* Objective: Working from the line that contains "If you could mark the tall" to the final line, transcribe each line exactly. No pictures belong in the copy.

* Data extract:
....
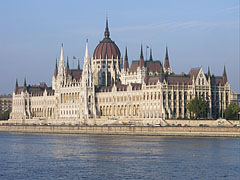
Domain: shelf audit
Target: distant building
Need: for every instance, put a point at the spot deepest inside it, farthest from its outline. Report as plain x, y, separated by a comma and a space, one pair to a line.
235, 98
108, 86
5, 103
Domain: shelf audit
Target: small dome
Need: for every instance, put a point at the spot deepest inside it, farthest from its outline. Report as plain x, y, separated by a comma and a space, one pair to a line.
106, 49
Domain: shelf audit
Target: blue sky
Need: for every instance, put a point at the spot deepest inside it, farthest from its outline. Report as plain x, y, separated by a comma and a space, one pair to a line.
198, 34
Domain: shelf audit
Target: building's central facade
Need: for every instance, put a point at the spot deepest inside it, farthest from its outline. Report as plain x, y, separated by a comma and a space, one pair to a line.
108, 87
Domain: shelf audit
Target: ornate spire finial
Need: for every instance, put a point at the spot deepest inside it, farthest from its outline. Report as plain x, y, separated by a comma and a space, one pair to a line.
56, 69
106, 33
67, 63
224, 75
78, 65
150, 59
141, 55
166, 62
25, 82
126, 56
141, 58
166, 57
16, 87
126, 65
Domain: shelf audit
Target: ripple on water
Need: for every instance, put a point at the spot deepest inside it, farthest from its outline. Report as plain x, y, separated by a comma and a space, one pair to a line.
37, 156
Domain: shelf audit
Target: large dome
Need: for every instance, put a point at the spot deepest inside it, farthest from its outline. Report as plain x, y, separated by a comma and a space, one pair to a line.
106, 49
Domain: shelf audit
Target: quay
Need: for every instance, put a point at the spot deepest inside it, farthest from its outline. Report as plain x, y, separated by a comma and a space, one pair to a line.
126, 130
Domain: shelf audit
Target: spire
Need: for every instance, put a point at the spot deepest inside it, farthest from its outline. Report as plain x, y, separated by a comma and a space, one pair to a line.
150, 59
224, 75
106, 33
16, 87
25, 82
161, 74
209, 74
61, 55
166, 57
25, 85
67, 63
56, 69
67, 69
166, 62
126, 65
78, 65
141, 64
86, 51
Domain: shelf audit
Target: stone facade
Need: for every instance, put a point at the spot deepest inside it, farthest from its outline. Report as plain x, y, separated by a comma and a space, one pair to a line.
5, 103
108, 88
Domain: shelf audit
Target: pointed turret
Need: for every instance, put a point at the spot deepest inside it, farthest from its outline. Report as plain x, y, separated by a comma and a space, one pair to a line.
86, 64
67, 68
61, 67
25, 85
209, 74
161, 74
166, 63
126, 65
106, 33
150, 59
16, 87
78, 65
56, 69
141, 63
224, 75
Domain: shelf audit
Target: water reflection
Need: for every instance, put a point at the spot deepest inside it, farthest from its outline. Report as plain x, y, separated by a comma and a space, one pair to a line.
35, 156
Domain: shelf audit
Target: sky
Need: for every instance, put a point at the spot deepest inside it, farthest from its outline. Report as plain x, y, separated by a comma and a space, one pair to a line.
198, 34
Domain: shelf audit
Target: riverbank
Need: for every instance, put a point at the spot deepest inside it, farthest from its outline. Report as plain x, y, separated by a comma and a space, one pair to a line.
127, 130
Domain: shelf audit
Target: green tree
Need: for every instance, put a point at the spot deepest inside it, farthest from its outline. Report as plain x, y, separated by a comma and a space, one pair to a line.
197, 107
231, 111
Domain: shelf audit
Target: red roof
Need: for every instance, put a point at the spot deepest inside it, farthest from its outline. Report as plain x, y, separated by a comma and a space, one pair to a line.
106, 49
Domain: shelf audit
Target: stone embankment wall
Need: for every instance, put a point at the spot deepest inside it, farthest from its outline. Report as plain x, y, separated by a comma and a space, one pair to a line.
128, 130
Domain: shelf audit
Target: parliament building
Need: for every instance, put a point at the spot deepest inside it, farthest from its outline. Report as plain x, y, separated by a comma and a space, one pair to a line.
108, 86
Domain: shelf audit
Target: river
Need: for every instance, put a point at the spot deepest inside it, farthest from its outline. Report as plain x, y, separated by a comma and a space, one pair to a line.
63, 157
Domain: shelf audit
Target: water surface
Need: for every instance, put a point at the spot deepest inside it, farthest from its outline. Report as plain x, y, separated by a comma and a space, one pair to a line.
46, 156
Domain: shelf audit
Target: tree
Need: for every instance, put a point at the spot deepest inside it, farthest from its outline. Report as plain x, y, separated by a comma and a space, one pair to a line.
197, 107
231, 111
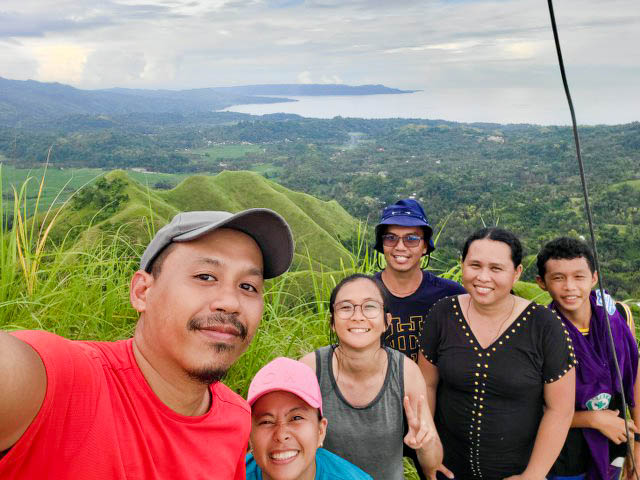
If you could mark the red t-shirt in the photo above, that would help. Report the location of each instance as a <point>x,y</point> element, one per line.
<point>101,420</point>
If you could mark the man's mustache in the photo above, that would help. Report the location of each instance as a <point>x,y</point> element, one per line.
<point>200,322</point>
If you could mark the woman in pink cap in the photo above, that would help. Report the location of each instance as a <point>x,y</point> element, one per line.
<point>288,428</point>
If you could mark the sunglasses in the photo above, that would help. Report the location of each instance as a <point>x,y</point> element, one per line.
<point>391,240</point>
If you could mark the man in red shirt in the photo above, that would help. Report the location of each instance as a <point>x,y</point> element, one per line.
<point>151,406</point>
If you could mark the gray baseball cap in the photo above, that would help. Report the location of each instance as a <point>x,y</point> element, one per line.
<point>270,231</point>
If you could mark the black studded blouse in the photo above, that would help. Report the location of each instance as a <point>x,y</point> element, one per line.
<point>490,401</point>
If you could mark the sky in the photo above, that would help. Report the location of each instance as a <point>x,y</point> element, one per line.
<point>474,50</point>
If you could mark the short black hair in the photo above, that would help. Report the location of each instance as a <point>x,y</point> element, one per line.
<point>498,235</point>
<point>564,248</point>
<point>156,264</point>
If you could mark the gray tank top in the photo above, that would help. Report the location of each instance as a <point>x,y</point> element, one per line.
<point>371,436</point>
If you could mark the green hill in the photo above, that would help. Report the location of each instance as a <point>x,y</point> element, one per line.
<point>117,203</point>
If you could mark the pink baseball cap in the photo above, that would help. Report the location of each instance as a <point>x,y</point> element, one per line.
<point>290,376</point>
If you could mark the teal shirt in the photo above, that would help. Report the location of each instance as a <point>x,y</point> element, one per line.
<point>328,467</point>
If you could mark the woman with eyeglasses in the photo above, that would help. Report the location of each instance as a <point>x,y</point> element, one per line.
<point>366,387</point>
<point>499,369</point>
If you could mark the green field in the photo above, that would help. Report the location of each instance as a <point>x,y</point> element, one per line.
<point>60,183</point>
<point>219,152</point>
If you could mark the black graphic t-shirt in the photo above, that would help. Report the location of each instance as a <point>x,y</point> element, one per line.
<point>408,313</point>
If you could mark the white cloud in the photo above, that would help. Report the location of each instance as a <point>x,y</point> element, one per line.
<point>331,79</point>
<point>304,77</point>
<point>424,44</point>
<point>60,62</point>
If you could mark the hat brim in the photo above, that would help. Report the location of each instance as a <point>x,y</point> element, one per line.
<point>404,222</point>
<point>299,393</point>
<point>266,227</point>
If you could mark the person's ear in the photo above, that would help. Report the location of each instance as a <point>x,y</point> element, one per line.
<point>518,273</point>
<point>540,282</point>
<point>138,289</point>
<point>322,431</point>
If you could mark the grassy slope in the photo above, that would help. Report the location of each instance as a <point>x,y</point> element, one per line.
<point>316,224</point>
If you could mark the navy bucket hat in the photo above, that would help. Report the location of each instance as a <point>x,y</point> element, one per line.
<point>406,213</point>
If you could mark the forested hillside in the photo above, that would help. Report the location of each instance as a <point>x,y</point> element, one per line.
<point>523,177</point>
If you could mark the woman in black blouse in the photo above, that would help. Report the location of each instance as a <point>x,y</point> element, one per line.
<point>502,368</point>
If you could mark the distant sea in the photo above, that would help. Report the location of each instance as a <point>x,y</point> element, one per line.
<point>498,105</point>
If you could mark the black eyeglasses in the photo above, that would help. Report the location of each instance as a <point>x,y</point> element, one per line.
<point>391,240</point>
<point>370,309</point>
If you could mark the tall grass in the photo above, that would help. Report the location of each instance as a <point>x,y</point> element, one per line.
<point>79,289</point>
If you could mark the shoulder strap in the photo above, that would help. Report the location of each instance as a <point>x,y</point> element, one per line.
<point>625,311</point>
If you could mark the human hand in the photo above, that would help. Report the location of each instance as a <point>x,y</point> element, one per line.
<point>421,428</point>
<point>612,426</point>
<point>628,473</point>
<point>431,474</point>
<point>522,476</point>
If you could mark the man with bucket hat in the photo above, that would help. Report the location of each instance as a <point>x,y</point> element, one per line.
<point>151,406</point>
<point>404,237</point>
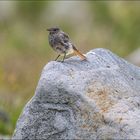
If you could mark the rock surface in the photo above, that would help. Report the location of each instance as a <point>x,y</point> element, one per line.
....
* Solved problem:
If you could mark the tall grass in the photo above, that would help. Report the location of each instance as a <point>x,y</point> element, one per line.
<point>79,289</point>
If you could mark the shoulder strap in the photo above, that would help. Report the location of each instance as a <point>x,y</point> element, one per line.
<point>625,311</point>
If you could mark the human hand in the photo above, that would help. Report the location of each instance as a <point>x,y</point> element, one per line.
<point>421,428</point>
<point>612,426</point>
<point>628,473</point>
<point>431,474</point>
<point>522,476</point>
If you could mark the man with bucket hat in the photo above, that would help. Report the location of each instance as a <point>x,y</point> element, one per line.
<point>151,406</point>
<point>404,237</point>
If you could mark the rock surface in the photo above, that would help. Report the location of each instance as a <point>x,y</point> element, one per line.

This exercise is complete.